* [EXTRACT PROVIDED]:
....................

The relation of attention to intellect is perhaps that of eating to health. I know that I have a mild compulsion to look at live screens, at the titles of books on shelves, the epigrams of pseudo-humorous tee-shirts, books lying open, the sides of cereal boxes, pictures of faces, graphs, charts, maps, timetables, and myriad other sorts of symbolic communication; like hunger, I can consciously suppress the desire, or deliberately glut it, but I cannot forget it. Like hunger, it is in the main a useful and usefully trainable impulse, and I’m not sorry I have it. (It might be argued that hunger (independent of taste or gluttony) is a fundamental physical desire, and thus not an appetite (in the sense for which The Republic uses it as an example) but a necessity, and conversely that reading is purely learned, and thus merely a habit. These are valid points, but part of my aim here is to demonstrate a useful broadening of the idea of appetite. Both are neither entirely voluntary nor entirely involuntary.)
What does the attention like, and how are we to train it? It likes motion, novelty, humor, and things that are complicated but innocuous. It is why we play games of strategy and creativity. The potential for good in these games should be clear to those used to forming their appetites to their principles: they can cultivate the mind by sowing both creative imaginings and critical insights. It is hard to leave three hours of Alpha Centauri (a turn-based strategy game in the Civilization series, largely concerned with infrastructure and technological development) without having just imagined several decades of human culture in outline and without having learned a thing or two about macroeconomics and management — and without finding some new appreciation for real life by contrast with a tiny invented one. Perhaps three hours of Alpha Centauri every day would not make anyone into a scholar, but neither would three hours a day of nearly anything else so appealing to any appetite. For something that is primarily (sold as) entertainment, and so relaxing, Alpha Centauri is extremely cultivating. It may even be art.

....................

* [WORK TO BE COMPLETED]: In the passage on attention and appetite, what four things does the attention like?

* [GIVEN MATERIAL]:
....................

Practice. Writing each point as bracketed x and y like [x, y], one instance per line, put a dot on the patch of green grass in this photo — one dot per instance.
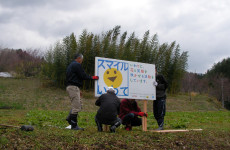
[46, 107]
[4, 105]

....................

* [SOLUTION FOR THIS PROBLEM]: Motion, novelty, humor, and things that are complicated but innocuous.